Lesetext:

┌────────

Da mag die Republik noch so sehr mit Casting-, Container- und Chartshows bespielt werden - der größte gemeinsame Nenner der deutschen Fernsehunterhaltung ist und bleibt "Wetten, dass...?" Woran das liegt? Wer "Wetten, dass...?" schaut, blickt tief in die Seele der Deutschen. Wie viele Hunderttausend, ach, Millionen von deutschen Männern haben sich über die Jahrzehnte wohl schon an Thomas Gottschalk orientiert, wenn sie zur Ü-30-Party in der lokalen Großraumdisco ein glitzerndes, buntes Jackett anlegten?
Natürlich bleibt sich Gottschalk auch in der 185. Ausgabe treu, lässt den Geschmack zu Hause und trägt ein blau glänzendes Scheusal mit irgendwie barocken Ornamenten am Revers. So crazy können Normalos sein - das ist es, was seine Sakkos sagen. Das sagt die ganze Sendung, das ist ihr Prinzip: Kleine Leute und deren Höchstleistungen bei ihren absonderlichen Hobbys zu zeigen. Nicht ohne Grund ist diese Sendung eine autochthon deutsche Erfindung - ausgedacht 1981 von Frank Elstner, drei Jahre vor Einführung des Privatfernsehens.
Oder glaubt hier jemand, Franzosen, Italiener, Briten oder Polen würden sich an einem vollschlanken Justizvollzugsbeamten im besten Mannesalter ergötzen, der mit der Zunge Knoten in entrollte Lakritzschnecken machen kann? Nein, die Pinge- sowie Beharrlichkeit, mit der die "Wetten, dass...?"-Kandidaten ihre Freizeitnische zum Hochleistungssport schmieden ist schon sehr deutsch.
"Detlev, du geile Schnecke" steht auf dem Transparent, das der mitgereiste Fanclub des Kandidaten schwenkt, nachdem der seine Aufgabe mit Bravour gemeistert hat und wie ein Kind auf der Bühne herumhüpft. Je abstruser die vorgeführte Fertigkeit, desto rührender die Freude über den Erfolg - das war schon immer so bei "Wetten, dass...?" In zwei Minuten 20 Lakritzschnecken verknoten - leider bekam Detlev für diese Meisterleistung nur neun Prozent des Zuschauervotums. Vielleicht lag es daran, dass die Bühnendeko - überdimensionale, vertäute Seile - ein wenig an Kothaufen erinnerte.
"Hast du dir die Beine bemalt?"

└────────

(In einem Datensatz enthaltene Einträge)
┌────────

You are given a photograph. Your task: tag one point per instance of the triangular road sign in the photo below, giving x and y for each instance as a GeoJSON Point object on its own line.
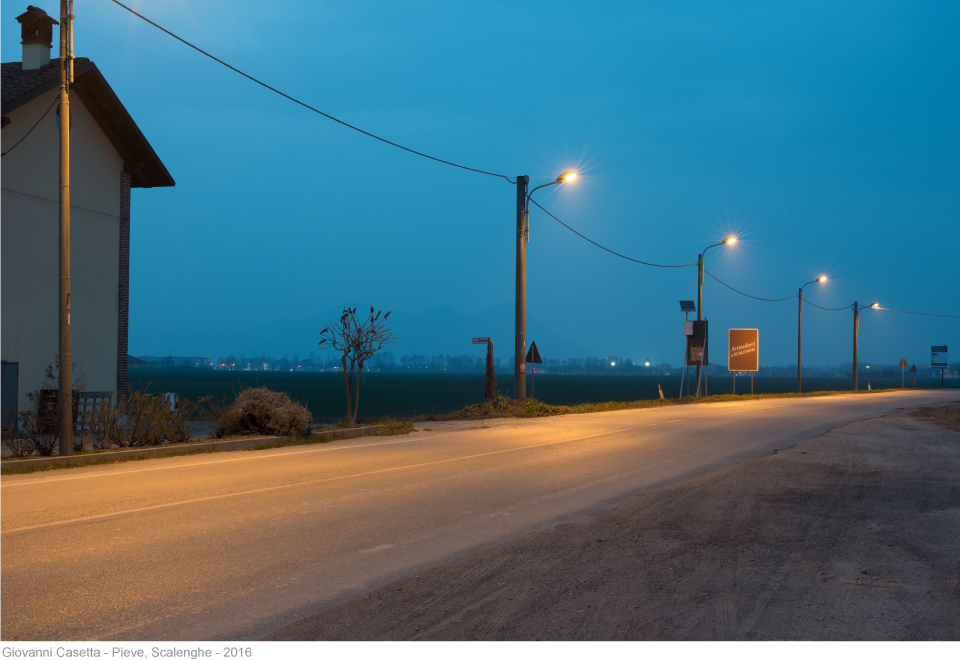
{"type": "Point", "coordinates": [533, 355]}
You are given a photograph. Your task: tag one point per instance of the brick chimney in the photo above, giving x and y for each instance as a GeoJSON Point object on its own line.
{"type": "Point", "coordinates": [36, 30]}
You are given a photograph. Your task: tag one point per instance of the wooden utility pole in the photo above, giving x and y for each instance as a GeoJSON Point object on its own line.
{"type": "Point", "coordinates": [65, 376]}
{"type": "Point", "coordinates": [520, 342]}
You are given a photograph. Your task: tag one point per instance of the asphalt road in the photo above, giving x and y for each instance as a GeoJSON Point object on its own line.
{"type": "Point", "coordinates": [234, 545]}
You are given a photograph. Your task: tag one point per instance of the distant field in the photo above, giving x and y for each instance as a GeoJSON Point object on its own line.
{"type": "Point", "coordinates": [407, 395]}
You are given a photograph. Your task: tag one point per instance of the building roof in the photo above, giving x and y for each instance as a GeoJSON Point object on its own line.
{"type": "Point", "coordinates": [141, 161]}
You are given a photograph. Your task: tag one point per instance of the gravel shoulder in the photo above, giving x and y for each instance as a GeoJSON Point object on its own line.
{"type": "Point", "coordinates": [854, 535]}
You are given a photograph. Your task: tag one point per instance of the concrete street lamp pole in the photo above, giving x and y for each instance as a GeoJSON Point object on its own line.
{"type": "Point", "coordinates": [65, 372]}
{"type": "Point", "coordinates": [727, 241]}
{"type": "Point", "coordinates": [822, 278]}
{"type": "Point", "coordinates": [856, 340]}
{"type": "Point", "coordinates": [523, 232]}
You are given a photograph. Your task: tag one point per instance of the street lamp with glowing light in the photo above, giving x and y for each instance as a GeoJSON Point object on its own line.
{"type": "Point", "coordinates": [523, 234]}
{"type": "Point", "coordinates": [856, 341]}
{"type": "Point", "coordinates": [729, 240]}
{"type": "Point", "coordinates": [821, 280]}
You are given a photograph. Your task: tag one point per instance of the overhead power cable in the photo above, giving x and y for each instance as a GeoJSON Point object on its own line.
{"type": "Point", "coordinates": [305, 105]}
{"type": "Point", "coordinates": [746, 294]}
{"type": "Point", "coordinates": [637, 261]}
{"type": "Point", "coordinates": [53, 201]}
{"type": "Point", "coordinates": [55, 99]}
{"type": "Point", "coordinates": [829, 309]}
{"type": "Point", "coordinates": [946, 316]}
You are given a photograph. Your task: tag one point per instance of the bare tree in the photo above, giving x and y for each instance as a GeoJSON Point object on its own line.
{"type": "Point", "coordinates": [356, 342]}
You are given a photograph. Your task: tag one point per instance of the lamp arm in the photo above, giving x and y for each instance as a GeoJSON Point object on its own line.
{"type": "Point", "coordinates": [530, 194]}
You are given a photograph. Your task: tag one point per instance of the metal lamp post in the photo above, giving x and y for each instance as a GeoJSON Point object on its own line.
{"type": "Point", "coordinates": [822, 278]}
{"type": "Point", "coordinates": [727, 241]}
{"type": "Point", "coordinates": [856, 339]}
{"type": "Point", "coordinates": [523, 231]}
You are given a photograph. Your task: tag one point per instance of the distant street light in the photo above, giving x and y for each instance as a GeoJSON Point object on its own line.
{"type": "Point", "coordinates": [523, 231]}
{"type": "Point", "coordinates": [727, 241]}
{"type": "Point", "coordinates": [822, 278]}
{"type": "Point", "coordinates": [856, 338]}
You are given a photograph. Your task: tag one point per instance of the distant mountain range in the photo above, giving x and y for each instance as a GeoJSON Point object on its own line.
{"type": "Point", "coordinates": [440, 330]}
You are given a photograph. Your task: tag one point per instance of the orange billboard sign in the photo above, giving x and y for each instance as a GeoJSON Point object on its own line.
{"type": "Point", "coordinates": [743, 348]}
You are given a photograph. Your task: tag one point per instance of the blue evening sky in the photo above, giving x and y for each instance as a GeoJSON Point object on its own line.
{"type": "Point", "coordinates": [823, 134]}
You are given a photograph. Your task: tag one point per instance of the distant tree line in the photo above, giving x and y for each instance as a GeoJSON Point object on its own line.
{"type": "Point", "coordinates": [387, 362]}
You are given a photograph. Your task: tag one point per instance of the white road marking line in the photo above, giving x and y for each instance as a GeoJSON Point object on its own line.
{"type": "Point", "coordinates": [209, 463]}
{"type": "Point", "coordinates": [267, 489]}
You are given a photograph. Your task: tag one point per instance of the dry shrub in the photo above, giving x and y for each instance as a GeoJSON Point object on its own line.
{"type": "Point", "coordinates": [259, 411]}
{"type": "Point", "coordinates": [22, 435]}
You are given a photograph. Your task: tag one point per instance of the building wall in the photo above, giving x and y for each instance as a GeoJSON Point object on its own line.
{"type": "Point", "coordinates": [29, 262]}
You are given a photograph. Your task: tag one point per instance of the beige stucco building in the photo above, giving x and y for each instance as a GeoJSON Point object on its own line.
{"type": "Point", "coordinates": [108, 156]}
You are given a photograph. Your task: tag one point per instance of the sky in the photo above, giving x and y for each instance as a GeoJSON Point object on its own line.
{"type": "Point", "coordinates": [822, 134]}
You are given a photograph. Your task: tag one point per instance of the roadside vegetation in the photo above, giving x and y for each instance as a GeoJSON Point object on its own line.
{"type": "Point", "coordinates": [947, 414]}
{"type": "Point", "coordinates": [501, 406]}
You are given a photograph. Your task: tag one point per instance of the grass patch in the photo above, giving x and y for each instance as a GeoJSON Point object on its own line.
{"type": "Point", "coordinates": [947, 414]}
{"type": "Point", "coordinates": [504, 407]}
{"type": "Point", "coordinates": [393, 427]}
{"type": "Point", "coordinates": [12, 469]}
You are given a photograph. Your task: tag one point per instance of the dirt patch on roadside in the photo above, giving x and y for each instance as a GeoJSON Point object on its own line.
{"type": "Point", "coordinates": [851, 536]}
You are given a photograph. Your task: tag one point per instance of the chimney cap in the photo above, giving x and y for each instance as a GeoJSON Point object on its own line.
{"type": "Point", "coordinates": [36, 26]}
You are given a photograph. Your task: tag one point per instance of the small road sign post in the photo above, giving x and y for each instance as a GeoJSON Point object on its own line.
{"type": "Point", "coordinates": [490, 374]}
{"type": "Point", "coordinates": [533, 357]}
{"type": "Point", "coordinates": [938, 360]}
{"type": "Point", "coordinates": [743, 353]}
{"type": "Point", "coordinates": [697, 348]}
{"type": "Point", "coordinates": [686, 306]}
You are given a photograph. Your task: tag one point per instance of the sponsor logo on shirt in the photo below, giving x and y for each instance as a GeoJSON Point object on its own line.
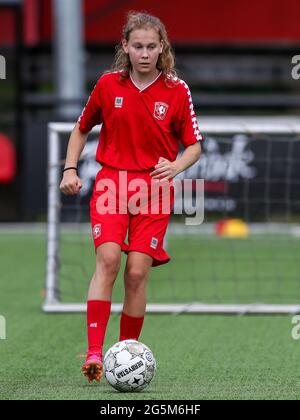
{"type": "Point", "coordinates": [118, 102]}
{"type": "Point", "coordinates": [154, 243]}
{"type": "Point", "coordinates": [97, 231]}
{"type": "Point", "coordinates": [160, 110]}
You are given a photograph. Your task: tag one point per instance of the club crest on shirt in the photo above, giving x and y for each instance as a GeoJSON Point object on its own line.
{"type": "Point", "coordinates": [160, 110]}
{"type": "Point", "coordinates": [118, 102]}
{"type": "Point", "coordinates": [154, 243]}
{"type": "Point", "coordinates": [97, 231]}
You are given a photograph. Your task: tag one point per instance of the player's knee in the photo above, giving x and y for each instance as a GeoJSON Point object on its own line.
{"type": "Point", "coordinates": [109, 263]}
{"type": "Point", "coordinates": [135, 278]}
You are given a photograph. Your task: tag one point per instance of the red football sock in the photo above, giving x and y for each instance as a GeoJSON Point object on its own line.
{"type": "Point", "coordinates": [98, 312]}
{"type": "Point", "coordinates": [130, 327]}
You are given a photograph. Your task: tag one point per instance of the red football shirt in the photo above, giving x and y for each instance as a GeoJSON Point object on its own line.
{"type": "Point", "coordinates": [140, 126]}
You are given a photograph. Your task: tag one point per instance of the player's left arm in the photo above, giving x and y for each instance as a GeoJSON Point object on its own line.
{"type": "Point", "coordinates": [165, 170]}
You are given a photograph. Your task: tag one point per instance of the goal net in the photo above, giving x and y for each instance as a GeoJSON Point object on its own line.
{"type": "Point", "coordinates": [244, 257]}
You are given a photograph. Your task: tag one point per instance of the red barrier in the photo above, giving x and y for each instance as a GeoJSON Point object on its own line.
{"type": "Point", "coordinates": [7, 160]}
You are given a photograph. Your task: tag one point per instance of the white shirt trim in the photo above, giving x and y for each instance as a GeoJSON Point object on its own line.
{"type": "Point", "coordinates": [151, 83]}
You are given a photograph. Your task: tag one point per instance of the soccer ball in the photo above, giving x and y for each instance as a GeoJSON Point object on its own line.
{"type": "Point", "coordinates": [129, 366]}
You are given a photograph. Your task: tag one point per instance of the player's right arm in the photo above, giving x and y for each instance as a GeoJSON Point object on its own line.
{"type": "Point", "coordinates": [91, 116]}
{"type": "Point", "coordinates": [71, 183]}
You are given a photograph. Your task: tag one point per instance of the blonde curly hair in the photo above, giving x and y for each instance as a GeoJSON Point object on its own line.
{"type": "Point", "coordinates": [166, 60]}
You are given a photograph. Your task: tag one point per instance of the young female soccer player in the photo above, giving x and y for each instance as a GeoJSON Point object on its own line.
{"type": "Point", "coordinates": [145, 111]}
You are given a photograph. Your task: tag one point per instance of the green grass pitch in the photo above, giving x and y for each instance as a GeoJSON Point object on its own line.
{"type": "Point", "coordinates": [198, 356]}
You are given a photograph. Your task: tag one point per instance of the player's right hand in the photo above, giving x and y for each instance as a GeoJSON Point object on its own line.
{"type": "Point", "coordinates": [71, 184]}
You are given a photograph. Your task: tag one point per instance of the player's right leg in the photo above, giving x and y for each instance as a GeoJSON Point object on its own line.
{"type": "Point", "coordinates": [108, 261]}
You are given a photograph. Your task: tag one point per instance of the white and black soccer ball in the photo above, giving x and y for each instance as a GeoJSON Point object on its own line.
{"type": "Point", "coordinates": [129, 366]}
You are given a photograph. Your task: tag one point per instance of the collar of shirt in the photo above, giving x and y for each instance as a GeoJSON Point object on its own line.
{"type": "Point", "coordinates": [147, 86]}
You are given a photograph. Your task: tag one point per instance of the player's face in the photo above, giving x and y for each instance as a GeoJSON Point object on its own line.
{"type": "Point", "coordinates": [143, 47]}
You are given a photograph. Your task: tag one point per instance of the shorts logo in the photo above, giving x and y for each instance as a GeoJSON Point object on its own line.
{"type": "Point", "coordinates": [160, 110]}
{"type": "Point", "coordinates": [154, 243]}
{"type": "Point", "coordinates": [118, 102]}
{"type": "Point", "coordinates": [97, 231]}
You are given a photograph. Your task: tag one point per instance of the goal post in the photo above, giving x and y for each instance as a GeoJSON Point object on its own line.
{"type": "Point", "coordinates": [208, 273]}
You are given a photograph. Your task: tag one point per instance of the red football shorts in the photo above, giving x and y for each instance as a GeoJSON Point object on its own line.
{"type": "Point", "coordinates": [131, 205]}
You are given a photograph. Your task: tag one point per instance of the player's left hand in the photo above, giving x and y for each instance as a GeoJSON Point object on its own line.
{"type": "Point", "coordinates": [164, 170]}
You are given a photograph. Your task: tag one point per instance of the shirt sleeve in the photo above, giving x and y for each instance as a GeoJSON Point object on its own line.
{"type": "Point", "coordinates": [187, 126]}
{"type": "Point", "coordinates": [92, 113]}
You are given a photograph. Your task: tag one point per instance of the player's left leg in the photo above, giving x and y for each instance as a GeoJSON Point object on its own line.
{"type": "Point", "coordinates": [135, 280]}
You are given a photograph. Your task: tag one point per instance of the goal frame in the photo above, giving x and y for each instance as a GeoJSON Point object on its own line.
{"type": "Point", "coordinates": [209, 125]}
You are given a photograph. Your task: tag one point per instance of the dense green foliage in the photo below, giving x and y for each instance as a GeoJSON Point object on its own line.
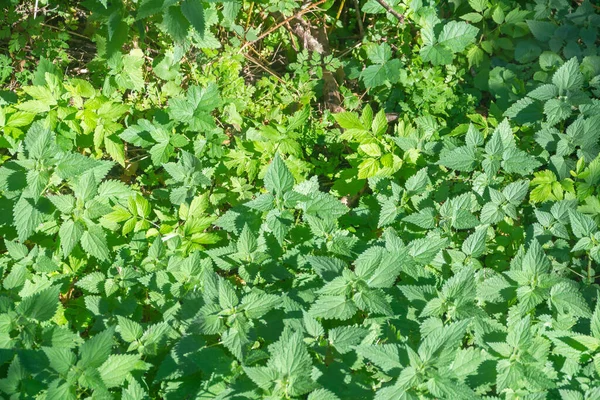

└────────

Zu erledigen:
**1.** Gib die Anzahl der Zeilen in der Liste an, die die Zeichenfolge „pole“ enthalten, und sonst nichts. Groß- und Kleinschreibung zählen.
**2.** Schreib den Text über die Sendung „Wetten, dass...?“ im Anschluss an seinen letzten Satz weiter.

Ergebnisse:
**1.** 2

**2.**
Als Megastar des Abends - und einen solchen gibt es ja immer bei "Wetten, dass...?"- war Hugh Grant in den "AWD Dome" nach Bremen eingeladen. Höflich und charmant gab er Auskunft und verstand von der ganzen deutschen Heiterkeit um ihn herum wohl nur die Hälfte. Aber das gehört ja zu den ehernen Prinzipien des Samstagabendshow-Dinosauriers: Die internationalen Megastars müssen immer ein wenig wie Falschgeld auf dem Sofa sitzen, sich geduldig auf den Knopf im Ohr konzentrieren und der gute alte Thommy macht mit der Sprachverwirrung ein paar etwas ranzige Späße.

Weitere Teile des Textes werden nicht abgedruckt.